▶ _EXERCISE OBJECTIVE_
Please repeat everything in the psychedelics article from "By Lisa Herforth-Hebbert" down to "for psychedelics legalization.", word for word.

▶ _EXERCISE PASSAGE_
February 4, 2023
Can Psychedelics Solve the Youth Mental Health Crisis?
By Lisa Herforth-Hebbert
Nearly two-thirds of young adults report having either depression or anxiety. In California, Connecticut, Illinois, and other states, lawmakers are considering their options for psychedelics legalization.
By Isaac Lozano
As a high school freshman, Aiden McDonnell began exploring dissociative drugs with the help of well-connected friends: first with DXM, a cough suppressant often found in over-the-counter medicine, and later with magic mushrooms and LSD. His initial experiences with these substances—typically labeled “psychedelic” for their visual or illusory effects—were “not fun” and spawned regrets over losing “the innocence of childhood,” said McDonnell. “That’s probably not the best when you haven’t even started figuring stuff out.”
But now McDonnell, 19, is more careful with psychedelics, which he says have helped him understand himself better. His foray into recreational substances isn’t unique and is increasingly common among his generation. According to federal survey data, 8 percent of young adults reported using psychedelic drugs in 2021, up from 3 percent a decade prior. Growing cultural acceptance along with a nascent field of research with promising implications for treating depression have positioned psychedelics as a potential aid to a youth mental health crisis. Nearly two-thirds of young adults report having either depression or anxiety. In 2019, 9 percent of high school students reported attempting suicide during the previous 12 months, and suicide remains one of the leading causes of death for teenagers.

▶ _MATERIAL SHOWN_
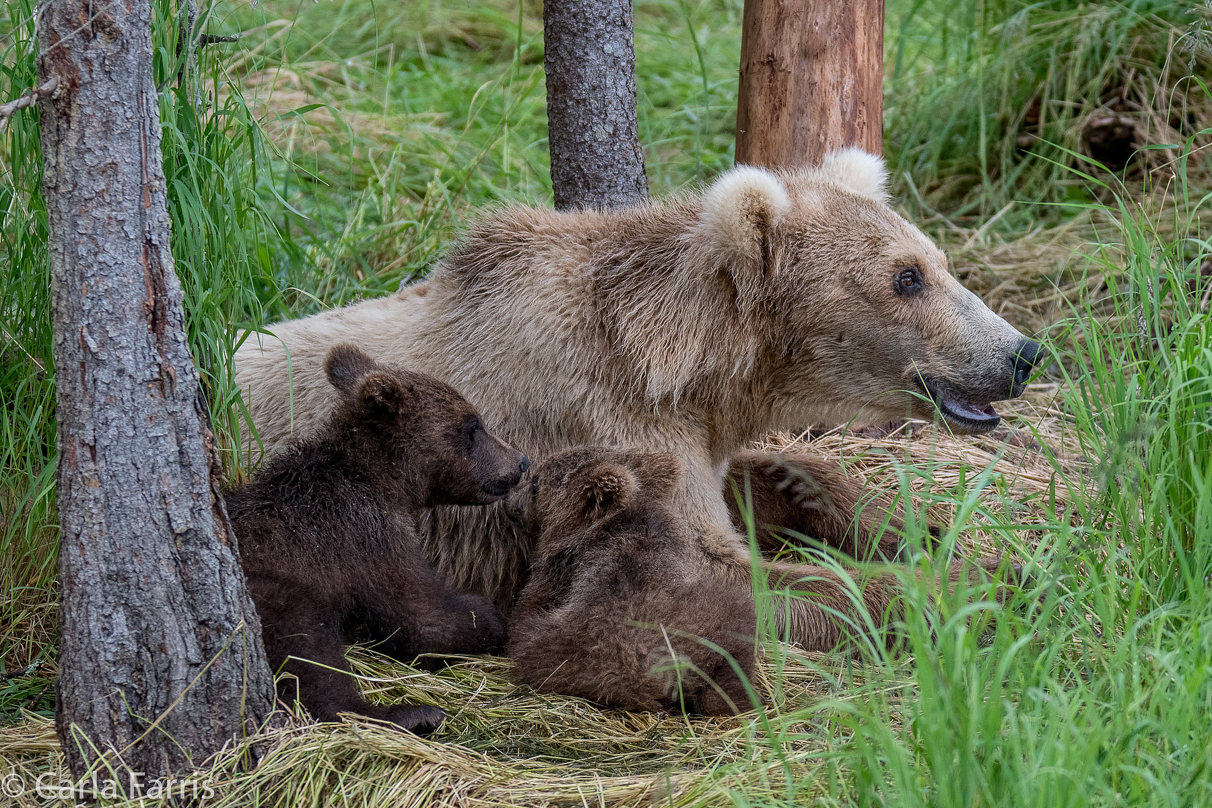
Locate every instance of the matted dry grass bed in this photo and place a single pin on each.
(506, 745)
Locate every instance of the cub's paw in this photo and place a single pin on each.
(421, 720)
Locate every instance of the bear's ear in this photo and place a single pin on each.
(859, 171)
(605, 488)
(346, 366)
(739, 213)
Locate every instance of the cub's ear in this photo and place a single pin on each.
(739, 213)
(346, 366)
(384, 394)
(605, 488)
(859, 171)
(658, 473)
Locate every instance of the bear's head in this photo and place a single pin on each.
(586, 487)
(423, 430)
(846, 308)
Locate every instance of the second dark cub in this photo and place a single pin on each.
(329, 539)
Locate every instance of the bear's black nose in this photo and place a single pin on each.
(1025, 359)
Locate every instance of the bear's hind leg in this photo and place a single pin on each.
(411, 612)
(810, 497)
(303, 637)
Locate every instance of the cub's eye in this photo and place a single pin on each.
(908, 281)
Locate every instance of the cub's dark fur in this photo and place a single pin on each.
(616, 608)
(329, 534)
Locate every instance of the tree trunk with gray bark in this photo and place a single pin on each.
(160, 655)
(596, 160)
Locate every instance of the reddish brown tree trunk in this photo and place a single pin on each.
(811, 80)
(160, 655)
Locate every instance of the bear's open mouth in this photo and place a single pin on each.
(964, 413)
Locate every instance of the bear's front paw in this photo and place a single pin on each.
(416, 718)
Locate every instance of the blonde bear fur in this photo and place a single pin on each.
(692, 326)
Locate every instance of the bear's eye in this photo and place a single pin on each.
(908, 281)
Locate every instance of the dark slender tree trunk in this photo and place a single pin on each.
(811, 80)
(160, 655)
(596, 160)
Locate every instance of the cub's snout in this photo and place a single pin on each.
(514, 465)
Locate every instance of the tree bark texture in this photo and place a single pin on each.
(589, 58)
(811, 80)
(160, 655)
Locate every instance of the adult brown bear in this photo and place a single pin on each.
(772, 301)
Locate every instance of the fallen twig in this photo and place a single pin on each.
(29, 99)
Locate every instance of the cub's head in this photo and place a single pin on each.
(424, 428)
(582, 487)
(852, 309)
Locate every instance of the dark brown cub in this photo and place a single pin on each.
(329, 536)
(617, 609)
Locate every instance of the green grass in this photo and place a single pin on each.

▶ _THE COMPLETED TASK_
By Lisa Herforth-Hebbert
Nearly two-thirds of young adults report having either depression or anxiety. In California, Connecticut, Illinois, and other states, lawmakers are considering their options for psychedelics legalization.